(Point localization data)
***
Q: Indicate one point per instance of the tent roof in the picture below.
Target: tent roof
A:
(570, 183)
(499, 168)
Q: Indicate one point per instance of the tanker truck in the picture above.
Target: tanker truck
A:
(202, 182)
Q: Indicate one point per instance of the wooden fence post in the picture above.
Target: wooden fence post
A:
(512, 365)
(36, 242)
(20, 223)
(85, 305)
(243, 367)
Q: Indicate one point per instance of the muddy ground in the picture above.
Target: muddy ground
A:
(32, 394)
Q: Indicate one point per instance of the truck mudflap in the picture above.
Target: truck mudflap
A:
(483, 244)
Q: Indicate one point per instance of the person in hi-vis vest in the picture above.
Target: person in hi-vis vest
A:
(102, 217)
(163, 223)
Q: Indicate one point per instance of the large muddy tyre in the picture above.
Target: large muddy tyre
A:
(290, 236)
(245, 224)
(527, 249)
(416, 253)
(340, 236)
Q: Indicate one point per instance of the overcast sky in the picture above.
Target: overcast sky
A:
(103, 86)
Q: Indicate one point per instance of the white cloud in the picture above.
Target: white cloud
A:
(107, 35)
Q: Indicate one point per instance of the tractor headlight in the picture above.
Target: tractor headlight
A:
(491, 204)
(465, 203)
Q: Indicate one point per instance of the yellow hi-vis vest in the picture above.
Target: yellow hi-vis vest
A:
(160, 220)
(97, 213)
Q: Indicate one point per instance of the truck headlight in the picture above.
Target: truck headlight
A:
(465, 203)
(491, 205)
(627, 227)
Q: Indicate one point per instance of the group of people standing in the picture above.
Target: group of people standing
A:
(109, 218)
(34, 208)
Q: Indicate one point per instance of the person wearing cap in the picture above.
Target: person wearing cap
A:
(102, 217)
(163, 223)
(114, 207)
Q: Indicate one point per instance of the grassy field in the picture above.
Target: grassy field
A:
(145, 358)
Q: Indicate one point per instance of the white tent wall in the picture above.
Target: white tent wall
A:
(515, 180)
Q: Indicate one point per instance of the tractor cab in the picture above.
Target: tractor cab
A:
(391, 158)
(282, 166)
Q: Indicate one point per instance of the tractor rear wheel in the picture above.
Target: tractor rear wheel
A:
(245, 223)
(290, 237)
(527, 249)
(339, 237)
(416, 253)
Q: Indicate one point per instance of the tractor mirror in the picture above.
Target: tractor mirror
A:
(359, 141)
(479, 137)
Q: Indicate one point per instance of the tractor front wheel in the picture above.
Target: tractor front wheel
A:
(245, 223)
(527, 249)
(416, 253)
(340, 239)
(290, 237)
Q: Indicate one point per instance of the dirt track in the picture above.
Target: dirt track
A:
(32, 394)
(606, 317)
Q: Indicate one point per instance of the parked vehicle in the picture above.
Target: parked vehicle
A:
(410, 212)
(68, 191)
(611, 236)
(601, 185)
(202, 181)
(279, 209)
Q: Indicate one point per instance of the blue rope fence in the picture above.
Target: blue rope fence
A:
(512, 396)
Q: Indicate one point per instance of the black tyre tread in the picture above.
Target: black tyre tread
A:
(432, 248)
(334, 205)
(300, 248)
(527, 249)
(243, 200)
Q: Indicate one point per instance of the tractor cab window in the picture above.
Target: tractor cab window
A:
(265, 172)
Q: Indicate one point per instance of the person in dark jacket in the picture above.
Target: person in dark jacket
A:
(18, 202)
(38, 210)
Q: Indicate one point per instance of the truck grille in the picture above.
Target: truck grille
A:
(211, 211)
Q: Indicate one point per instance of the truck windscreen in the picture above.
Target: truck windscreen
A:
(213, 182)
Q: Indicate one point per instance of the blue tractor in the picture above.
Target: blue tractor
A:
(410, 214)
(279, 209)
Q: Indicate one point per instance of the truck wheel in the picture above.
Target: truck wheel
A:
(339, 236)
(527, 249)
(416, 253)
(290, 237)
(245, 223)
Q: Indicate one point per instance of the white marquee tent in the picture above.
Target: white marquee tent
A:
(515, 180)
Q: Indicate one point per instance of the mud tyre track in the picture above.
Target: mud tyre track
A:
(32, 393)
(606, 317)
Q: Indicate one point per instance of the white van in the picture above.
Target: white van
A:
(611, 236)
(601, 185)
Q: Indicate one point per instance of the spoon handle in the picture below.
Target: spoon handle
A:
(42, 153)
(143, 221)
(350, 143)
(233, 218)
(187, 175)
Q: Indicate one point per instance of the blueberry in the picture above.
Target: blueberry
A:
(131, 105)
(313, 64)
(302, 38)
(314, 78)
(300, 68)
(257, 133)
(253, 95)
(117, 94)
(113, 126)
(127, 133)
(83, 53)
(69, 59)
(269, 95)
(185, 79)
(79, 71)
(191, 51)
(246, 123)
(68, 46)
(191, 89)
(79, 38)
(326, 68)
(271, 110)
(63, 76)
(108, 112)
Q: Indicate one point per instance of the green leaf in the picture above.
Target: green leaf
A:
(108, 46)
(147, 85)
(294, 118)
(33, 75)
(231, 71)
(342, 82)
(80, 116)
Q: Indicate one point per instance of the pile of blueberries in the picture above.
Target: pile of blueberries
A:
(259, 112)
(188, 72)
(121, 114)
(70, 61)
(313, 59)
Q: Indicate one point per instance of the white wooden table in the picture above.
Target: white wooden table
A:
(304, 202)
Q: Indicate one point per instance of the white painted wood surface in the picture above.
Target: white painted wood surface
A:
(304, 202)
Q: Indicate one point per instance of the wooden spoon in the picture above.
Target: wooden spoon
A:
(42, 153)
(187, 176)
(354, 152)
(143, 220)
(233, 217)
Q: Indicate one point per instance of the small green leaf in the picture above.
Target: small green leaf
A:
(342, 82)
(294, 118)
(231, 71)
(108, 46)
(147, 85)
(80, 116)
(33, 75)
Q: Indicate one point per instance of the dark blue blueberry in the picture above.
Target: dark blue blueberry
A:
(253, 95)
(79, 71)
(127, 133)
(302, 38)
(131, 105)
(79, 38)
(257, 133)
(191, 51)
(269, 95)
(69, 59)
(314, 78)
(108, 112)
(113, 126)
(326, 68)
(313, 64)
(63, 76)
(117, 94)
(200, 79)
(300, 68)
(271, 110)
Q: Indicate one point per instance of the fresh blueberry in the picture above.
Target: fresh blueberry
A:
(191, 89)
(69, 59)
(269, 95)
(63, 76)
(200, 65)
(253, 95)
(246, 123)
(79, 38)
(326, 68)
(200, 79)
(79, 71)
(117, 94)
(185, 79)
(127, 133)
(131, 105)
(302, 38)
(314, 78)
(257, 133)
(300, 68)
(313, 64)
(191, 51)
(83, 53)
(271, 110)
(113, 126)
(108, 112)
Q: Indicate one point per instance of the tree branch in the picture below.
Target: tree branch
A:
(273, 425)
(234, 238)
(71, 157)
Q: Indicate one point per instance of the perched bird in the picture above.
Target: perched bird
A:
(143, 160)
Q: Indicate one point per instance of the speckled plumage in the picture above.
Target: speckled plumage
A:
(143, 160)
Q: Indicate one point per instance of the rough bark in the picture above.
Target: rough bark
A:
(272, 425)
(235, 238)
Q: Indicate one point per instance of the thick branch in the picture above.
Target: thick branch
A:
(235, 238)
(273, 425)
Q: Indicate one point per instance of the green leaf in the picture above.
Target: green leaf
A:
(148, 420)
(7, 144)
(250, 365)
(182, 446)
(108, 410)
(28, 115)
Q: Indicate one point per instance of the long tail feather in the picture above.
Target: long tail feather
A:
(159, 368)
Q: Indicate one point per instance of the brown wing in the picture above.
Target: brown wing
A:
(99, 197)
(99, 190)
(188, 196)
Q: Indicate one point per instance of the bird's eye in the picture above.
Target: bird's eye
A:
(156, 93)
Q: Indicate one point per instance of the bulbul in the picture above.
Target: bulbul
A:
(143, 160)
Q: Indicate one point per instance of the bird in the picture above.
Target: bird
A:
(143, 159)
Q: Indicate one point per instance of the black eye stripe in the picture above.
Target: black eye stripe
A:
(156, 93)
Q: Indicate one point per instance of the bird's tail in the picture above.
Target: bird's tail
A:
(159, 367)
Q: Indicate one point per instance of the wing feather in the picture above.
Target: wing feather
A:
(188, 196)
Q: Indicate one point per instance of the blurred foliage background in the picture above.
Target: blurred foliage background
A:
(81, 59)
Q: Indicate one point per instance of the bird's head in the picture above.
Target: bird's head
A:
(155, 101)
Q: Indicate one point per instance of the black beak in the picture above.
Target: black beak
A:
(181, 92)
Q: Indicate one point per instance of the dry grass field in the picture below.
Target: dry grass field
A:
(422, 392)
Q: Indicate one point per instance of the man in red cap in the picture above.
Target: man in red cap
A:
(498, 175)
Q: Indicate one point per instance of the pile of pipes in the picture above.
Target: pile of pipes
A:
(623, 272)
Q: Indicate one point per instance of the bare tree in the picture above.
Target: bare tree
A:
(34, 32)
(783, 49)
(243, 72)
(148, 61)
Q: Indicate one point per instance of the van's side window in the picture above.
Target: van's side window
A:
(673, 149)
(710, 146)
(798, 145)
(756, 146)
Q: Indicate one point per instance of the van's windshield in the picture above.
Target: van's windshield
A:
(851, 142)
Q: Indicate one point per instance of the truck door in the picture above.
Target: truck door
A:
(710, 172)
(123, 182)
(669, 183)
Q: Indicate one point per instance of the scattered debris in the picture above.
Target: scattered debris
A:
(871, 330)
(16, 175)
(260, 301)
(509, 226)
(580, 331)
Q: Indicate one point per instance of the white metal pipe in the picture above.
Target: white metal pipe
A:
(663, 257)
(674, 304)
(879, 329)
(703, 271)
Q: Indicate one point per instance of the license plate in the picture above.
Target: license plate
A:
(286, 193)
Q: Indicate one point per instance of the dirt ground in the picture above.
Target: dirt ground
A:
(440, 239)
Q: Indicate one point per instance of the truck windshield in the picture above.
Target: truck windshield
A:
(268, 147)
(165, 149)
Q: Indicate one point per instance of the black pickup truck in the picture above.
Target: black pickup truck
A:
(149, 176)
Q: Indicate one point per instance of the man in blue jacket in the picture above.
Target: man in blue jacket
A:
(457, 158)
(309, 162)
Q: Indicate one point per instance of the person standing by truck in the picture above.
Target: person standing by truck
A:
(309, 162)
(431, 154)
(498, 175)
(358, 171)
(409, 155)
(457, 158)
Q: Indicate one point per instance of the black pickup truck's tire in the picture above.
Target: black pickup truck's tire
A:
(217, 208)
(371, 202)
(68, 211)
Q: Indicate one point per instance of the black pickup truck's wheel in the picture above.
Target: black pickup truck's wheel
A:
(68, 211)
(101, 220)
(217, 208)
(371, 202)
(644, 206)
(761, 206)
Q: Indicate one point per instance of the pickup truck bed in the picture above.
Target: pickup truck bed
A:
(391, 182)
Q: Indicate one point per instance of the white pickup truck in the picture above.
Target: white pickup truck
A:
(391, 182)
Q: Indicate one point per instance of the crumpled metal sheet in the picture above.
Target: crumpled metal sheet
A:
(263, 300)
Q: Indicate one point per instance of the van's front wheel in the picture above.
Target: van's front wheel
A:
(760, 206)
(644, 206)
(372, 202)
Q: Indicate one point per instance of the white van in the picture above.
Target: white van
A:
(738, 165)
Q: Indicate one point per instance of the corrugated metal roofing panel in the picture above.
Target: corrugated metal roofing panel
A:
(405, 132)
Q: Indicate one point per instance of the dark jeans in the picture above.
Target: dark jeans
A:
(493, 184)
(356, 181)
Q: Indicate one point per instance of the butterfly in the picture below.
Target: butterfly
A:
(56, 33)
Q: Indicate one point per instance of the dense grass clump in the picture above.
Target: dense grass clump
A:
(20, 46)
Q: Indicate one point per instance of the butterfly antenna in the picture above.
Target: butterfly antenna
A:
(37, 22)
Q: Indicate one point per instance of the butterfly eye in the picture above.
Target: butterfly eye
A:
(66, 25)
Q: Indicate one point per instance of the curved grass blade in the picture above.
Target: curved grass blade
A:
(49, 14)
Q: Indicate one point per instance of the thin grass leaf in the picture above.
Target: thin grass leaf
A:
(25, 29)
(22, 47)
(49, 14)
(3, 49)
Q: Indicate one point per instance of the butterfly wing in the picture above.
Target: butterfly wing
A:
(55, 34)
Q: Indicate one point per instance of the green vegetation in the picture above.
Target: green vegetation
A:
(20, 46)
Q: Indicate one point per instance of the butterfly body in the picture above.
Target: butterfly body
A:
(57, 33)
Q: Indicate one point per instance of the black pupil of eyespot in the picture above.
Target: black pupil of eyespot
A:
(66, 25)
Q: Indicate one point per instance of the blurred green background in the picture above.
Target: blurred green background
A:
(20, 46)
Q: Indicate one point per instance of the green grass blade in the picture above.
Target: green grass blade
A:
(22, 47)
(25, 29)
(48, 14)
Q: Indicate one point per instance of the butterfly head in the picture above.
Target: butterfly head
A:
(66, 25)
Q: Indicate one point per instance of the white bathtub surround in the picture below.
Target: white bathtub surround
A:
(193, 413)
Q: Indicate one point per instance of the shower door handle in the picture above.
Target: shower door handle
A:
***
» Activity: Using the entries above, quote each line verbatim from the first through the line that contains "Q: Indicate one point per instance of the group".

» Result of this task:
Q: Indicate one point per instance of the tent roof in the picture below.
Target: tent roof
A:
(570, 183)
(499, 168)
Q: Indicate one point per instance of the tanker truck in the picture above.
Target: tanker truck
A:
(202, 182)
Q: Indicate one point per instance of the wooden fence post in the picture above.
Target: wooden fence post
A:
(512, 365)
(36, 242)
(20, 223)
(85, 305)
(243, 367)
Q: Indicate one point per instance of the muddy ground in the picture above.
Target: muddy ground
A:
(32, 394)
Q: Indicate one point per instance of the truck mudflap in the picture above.
Target: truck mudflap
A:
(483, 244)
Q: Indicate one point per instance of the person in hi-vis vest in the picture above.
Target: person in hi-vis vest
A:
(102, 217)
(163, 223)
Q: Indicate one point per instance of the large muddy tyre in the picture above.
Target: large muddy tyre
A:
(290, 236)
(245, 224)
(527, 249)
(416, 253)
(340, 236)
Q: Indicate one point per instance of the overcast sky in the picture above.
Target: overcast sky
A:
(103, 86)
Q: Indicate one point per instance of the white cloud in the picture above.
Target: white cloud
A:
(107, 35)
Q: Indicate one point per instance of the tractor headlight in the picture above.
Target: tractor headlight
A:
(491, 204)
(465, 203)
Q: Indicate one point per instance of the yellow hi-vis vest in the picture above.
Target: yellow hi-vis vest
A:
(160, 220)
(97, 213)
Q: Indicate one point per instance of the truck headlight in the picture above.
Target: truck headlight
A:
(465, 203)
(491, 205)
(627, 227)
Q: Indicate one point per instance of the group of people standing in the picture above.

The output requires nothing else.